***** GIVEN RECORDS
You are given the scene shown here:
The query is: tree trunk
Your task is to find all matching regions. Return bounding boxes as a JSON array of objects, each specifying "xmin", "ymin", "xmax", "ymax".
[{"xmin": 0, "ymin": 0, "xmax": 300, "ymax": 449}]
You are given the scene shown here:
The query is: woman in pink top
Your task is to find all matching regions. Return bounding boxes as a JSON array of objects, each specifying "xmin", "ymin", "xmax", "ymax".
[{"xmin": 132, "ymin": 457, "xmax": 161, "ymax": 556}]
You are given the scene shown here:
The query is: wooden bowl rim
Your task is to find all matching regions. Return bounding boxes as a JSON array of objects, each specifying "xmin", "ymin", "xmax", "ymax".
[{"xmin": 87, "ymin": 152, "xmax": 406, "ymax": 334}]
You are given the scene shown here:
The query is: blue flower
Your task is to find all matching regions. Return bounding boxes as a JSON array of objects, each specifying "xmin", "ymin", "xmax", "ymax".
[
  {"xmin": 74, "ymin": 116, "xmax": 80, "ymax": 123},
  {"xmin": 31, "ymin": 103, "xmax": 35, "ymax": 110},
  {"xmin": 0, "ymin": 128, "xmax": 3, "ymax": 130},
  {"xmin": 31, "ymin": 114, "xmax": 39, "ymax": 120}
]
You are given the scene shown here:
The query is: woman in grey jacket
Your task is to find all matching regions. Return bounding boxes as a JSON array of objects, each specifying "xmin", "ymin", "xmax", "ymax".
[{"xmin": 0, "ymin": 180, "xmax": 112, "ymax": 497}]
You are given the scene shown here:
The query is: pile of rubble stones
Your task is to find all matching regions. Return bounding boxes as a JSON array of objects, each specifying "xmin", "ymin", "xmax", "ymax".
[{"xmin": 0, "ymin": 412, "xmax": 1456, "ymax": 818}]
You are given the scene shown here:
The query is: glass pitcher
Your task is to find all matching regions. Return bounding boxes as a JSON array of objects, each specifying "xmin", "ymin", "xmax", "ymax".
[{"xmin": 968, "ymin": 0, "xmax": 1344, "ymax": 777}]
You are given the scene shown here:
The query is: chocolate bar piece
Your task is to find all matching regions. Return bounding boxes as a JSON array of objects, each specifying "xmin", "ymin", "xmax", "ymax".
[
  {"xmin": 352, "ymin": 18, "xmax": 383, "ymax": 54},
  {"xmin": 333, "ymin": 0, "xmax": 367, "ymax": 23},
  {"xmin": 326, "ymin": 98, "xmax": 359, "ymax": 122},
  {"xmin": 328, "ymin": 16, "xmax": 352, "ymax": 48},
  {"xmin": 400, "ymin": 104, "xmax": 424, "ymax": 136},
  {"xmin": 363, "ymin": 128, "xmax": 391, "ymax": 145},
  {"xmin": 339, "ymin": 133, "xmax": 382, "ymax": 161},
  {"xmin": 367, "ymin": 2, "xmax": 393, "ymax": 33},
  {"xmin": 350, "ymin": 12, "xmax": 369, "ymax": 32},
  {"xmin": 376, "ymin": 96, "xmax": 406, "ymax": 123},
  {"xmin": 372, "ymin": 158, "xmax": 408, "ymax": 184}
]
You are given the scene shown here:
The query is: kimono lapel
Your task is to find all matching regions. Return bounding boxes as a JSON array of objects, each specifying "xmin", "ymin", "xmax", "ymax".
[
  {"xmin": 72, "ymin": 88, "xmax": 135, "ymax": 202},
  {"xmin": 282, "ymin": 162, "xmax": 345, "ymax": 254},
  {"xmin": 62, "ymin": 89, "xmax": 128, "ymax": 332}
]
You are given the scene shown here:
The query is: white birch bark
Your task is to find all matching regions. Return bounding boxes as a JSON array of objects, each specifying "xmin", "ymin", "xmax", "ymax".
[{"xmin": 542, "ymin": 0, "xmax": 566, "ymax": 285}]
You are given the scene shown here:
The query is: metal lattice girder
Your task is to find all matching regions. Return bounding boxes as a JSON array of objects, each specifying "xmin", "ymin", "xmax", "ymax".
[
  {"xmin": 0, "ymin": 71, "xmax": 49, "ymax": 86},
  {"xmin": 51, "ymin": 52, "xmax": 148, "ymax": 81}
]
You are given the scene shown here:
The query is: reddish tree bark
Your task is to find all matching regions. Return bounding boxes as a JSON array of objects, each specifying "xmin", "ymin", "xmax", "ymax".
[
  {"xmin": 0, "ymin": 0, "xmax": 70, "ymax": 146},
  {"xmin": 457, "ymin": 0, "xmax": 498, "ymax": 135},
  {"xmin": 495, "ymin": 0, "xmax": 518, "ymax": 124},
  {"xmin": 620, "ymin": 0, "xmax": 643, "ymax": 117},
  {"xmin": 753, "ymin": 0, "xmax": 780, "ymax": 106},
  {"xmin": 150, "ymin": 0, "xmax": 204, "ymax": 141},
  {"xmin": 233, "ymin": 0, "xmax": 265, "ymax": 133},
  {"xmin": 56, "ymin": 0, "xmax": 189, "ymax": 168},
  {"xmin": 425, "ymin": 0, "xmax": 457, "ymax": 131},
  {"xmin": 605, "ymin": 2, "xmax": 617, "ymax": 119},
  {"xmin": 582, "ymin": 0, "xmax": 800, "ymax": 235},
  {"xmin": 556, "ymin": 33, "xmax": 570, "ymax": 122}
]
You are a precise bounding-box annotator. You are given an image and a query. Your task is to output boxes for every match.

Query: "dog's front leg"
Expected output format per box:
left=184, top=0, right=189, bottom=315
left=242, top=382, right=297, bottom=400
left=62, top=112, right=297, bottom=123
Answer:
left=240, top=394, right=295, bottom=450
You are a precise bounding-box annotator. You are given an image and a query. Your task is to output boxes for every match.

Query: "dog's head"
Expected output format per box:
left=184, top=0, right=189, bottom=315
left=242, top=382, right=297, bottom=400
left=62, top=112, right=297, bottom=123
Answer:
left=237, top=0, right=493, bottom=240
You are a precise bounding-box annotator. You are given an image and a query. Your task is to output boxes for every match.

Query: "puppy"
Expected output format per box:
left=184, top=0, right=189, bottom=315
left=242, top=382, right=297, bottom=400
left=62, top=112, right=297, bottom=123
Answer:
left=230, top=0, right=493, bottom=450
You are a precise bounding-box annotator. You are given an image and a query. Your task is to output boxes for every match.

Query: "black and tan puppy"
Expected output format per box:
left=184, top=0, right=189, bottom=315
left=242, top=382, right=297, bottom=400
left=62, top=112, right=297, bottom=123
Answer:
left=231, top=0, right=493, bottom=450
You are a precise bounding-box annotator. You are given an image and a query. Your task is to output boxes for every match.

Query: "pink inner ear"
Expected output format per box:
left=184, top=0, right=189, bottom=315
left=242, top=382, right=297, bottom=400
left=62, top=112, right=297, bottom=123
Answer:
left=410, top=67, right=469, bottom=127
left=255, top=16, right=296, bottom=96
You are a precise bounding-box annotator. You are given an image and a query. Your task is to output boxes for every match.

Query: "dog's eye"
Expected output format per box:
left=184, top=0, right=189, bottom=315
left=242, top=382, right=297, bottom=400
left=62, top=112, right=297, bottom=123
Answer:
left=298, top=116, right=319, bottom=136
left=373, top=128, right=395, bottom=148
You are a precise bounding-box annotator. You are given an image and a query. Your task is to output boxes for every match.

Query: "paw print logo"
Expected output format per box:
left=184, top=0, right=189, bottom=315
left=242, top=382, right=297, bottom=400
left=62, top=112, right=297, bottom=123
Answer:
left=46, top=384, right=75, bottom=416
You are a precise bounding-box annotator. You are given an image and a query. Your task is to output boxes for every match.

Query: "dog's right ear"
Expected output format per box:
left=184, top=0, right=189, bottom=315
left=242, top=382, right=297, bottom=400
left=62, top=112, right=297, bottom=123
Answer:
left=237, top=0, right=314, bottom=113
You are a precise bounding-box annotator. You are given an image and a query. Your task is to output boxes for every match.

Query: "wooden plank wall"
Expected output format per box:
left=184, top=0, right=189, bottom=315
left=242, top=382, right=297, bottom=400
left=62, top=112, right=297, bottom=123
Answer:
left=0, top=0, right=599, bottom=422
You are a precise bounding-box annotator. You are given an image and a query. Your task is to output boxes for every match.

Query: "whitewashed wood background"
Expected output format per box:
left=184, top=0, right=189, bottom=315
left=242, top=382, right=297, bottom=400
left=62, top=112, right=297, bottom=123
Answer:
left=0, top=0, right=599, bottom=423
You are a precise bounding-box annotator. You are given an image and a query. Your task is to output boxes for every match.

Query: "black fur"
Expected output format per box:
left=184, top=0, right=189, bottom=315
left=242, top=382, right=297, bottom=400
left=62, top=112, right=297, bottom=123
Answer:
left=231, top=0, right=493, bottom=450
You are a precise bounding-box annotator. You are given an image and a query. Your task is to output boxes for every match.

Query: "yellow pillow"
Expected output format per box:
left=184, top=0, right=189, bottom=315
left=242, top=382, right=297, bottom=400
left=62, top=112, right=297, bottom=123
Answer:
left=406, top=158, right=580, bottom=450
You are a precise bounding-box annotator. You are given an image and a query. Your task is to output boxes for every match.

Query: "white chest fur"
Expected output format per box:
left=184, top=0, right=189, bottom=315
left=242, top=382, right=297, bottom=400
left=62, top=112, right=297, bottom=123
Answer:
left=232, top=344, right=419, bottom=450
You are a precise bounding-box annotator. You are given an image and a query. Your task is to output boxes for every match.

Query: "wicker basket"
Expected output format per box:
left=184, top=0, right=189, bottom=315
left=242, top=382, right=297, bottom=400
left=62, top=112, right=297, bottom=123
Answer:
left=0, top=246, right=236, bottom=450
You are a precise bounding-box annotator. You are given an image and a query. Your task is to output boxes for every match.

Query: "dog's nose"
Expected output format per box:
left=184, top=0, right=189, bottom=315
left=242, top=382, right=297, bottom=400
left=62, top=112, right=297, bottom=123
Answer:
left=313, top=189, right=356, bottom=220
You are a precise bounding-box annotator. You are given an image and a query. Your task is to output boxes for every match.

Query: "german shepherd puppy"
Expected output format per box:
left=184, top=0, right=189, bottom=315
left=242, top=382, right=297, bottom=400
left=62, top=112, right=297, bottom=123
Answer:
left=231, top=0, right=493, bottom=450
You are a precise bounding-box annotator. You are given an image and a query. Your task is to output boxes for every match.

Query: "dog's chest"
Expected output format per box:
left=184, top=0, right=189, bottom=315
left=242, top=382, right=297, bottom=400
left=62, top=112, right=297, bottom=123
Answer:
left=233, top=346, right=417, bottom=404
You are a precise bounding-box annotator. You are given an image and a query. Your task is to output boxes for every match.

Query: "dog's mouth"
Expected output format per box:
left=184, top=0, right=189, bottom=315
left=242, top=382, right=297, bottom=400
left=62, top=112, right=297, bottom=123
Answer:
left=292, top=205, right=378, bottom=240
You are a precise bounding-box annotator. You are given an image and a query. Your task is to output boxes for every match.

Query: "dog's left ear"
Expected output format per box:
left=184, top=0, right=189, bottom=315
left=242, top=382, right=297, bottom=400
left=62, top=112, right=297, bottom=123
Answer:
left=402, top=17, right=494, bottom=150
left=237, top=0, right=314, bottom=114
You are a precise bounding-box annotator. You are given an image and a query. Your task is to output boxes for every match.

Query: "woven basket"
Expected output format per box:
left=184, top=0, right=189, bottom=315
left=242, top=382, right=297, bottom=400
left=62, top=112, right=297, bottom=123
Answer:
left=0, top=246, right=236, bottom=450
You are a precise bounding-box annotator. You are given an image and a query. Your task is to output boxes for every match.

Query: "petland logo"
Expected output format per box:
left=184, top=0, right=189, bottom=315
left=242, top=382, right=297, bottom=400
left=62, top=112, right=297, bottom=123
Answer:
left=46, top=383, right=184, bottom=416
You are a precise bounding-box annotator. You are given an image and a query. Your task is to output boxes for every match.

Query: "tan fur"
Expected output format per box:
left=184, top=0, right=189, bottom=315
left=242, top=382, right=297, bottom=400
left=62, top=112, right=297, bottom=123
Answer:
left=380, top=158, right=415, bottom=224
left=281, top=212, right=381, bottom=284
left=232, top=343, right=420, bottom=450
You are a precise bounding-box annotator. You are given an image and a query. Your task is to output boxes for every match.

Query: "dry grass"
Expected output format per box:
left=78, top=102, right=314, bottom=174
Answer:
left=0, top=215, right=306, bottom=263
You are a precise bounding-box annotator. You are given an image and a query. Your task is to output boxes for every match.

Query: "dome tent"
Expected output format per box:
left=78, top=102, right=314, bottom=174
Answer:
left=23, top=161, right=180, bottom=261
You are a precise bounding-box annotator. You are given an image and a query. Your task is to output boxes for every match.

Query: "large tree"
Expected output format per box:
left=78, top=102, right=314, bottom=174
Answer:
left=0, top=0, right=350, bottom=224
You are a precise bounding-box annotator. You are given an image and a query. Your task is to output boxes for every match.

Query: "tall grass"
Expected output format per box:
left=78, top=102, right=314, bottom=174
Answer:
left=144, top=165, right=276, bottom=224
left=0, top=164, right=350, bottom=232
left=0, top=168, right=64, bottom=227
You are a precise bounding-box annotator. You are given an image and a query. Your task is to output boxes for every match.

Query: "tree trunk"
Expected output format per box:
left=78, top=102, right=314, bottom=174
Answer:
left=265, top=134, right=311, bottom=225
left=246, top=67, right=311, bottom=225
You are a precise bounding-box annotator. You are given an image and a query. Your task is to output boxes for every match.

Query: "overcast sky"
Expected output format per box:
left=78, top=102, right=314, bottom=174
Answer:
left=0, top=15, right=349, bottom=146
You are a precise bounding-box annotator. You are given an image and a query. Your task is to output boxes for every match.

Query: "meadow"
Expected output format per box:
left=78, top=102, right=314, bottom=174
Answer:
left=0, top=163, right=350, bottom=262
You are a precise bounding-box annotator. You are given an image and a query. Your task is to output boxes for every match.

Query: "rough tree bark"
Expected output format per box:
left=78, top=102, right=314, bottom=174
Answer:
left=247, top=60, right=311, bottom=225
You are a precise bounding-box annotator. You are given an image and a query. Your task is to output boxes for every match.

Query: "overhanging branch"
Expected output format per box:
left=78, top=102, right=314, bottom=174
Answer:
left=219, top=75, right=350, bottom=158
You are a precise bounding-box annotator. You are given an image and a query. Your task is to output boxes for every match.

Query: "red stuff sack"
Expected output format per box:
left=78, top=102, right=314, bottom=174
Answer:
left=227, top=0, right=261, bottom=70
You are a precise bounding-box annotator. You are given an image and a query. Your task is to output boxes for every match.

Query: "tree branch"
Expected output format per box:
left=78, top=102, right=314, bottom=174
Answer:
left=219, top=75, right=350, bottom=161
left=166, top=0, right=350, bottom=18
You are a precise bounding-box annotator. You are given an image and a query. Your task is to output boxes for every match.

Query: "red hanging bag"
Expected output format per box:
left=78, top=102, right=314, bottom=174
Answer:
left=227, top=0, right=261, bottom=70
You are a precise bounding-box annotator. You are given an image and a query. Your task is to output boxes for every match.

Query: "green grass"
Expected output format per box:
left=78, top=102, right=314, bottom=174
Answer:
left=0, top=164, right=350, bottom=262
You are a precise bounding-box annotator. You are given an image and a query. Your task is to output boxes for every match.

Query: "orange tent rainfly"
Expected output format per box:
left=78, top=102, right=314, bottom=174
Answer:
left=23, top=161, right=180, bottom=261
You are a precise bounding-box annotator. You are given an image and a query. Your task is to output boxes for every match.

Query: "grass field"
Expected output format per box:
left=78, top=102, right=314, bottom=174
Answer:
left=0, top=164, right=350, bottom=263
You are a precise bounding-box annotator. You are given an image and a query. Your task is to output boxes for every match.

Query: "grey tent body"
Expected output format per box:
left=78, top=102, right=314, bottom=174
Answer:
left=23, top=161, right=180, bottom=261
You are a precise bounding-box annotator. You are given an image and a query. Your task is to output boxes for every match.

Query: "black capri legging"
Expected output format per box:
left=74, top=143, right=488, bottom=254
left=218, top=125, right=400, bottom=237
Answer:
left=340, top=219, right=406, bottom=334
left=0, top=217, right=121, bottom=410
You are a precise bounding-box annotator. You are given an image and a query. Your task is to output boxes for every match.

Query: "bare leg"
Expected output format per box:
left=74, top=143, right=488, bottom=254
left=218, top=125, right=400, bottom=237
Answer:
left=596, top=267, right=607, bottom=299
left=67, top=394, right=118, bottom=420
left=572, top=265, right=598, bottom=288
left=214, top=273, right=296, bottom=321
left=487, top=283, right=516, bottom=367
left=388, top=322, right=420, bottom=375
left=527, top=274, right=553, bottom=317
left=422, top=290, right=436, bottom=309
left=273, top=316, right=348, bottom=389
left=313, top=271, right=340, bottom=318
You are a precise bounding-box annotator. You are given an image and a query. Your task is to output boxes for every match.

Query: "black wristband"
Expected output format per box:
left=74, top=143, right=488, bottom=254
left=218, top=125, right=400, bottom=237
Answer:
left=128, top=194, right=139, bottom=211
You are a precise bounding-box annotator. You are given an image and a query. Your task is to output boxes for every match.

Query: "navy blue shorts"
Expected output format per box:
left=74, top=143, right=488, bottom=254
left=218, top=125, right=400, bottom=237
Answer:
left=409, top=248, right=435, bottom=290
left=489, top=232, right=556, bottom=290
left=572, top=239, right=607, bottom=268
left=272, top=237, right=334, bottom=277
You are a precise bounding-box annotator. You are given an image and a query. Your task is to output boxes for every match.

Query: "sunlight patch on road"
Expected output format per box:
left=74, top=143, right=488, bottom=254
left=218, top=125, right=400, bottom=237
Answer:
**********
» **DIRECTIONS FOR THIS TASK**
Report every line of the data above that contains the string "trunk", with case counting.

» **ANSWER TO THIS PROBLEM**
The query is: tree trunk
Query: "tree trunk"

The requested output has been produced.